** Records to use follows **
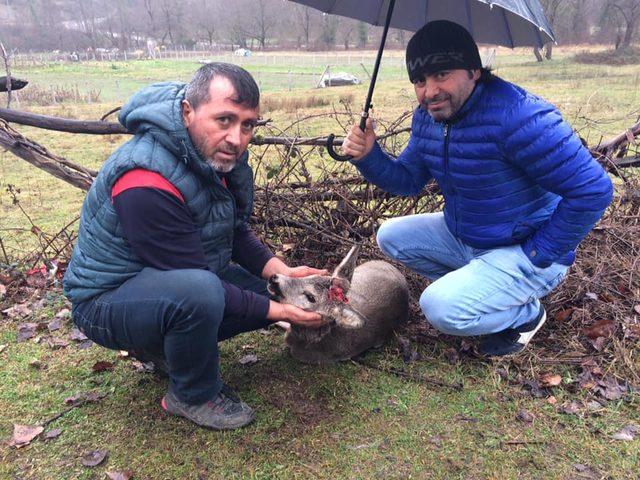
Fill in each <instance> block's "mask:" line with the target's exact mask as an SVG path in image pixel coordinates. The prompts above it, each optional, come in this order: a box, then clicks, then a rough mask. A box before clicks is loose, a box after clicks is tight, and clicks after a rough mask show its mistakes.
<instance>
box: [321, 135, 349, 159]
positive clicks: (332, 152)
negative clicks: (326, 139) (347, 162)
mask: <svg viewBox="0 0 640 480" xmlns="http://www.w3.org/2000/svg"><path fill="white" fill-rule="evenodd" d="M335 138H336V136H335V135H334V134H333V133H332V134H331V135H329V136H328V137H327V152H328V153H329V156H330V157H331V158H333V159H334V160H336V161H338V162H348V161H349V160H351V159H352V158H353V157H352V156H351V155H340V154H339V153H338V152H336V151H335V149H334V148H333V141H334V140H335Z"/></svg>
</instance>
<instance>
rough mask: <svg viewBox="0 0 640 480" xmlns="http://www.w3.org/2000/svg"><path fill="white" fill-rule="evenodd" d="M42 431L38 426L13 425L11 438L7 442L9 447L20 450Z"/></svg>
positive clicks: (36, 425)
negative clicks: (20, 448) (15, 448)
mask: <svg viewBox="0 0 640 480" xmlns="http://www.w3.org/2000/svg"><path fill="white" fill-rule="evenodd" d="M43 431H44V427H42V426H40V425H20V424H17V423H16V424H14V425H13V436H12V437H11V440H9V446H10V447H16V448H22V447H25V446H27V445H29V444H30V443H31V442H32V441H33V440H34V439H35V438H36V437H37V436H38V435H40V434H41V433H42V432H43Z"/></svg>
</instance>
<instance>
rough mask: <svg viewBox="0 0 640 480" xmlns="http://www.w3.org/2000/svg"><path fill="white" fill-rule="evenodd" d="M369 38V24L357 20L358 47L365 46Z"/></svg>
mask: <svg viewBox="0 0 640 480" xmlns="http://www.w3.org/2000/svg"><path fill="white" fill-rule="evenodd" d="M368 40H369V25H367V24H366V23H365V22H358V47H359V48H365V47H366V46H367V41H368Z"/></svg>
** End of Records to use **
Find all lines in the records that hold the word "positive". Copy them.

positive clicks: (332, 152)
positive clicks: (36, 425)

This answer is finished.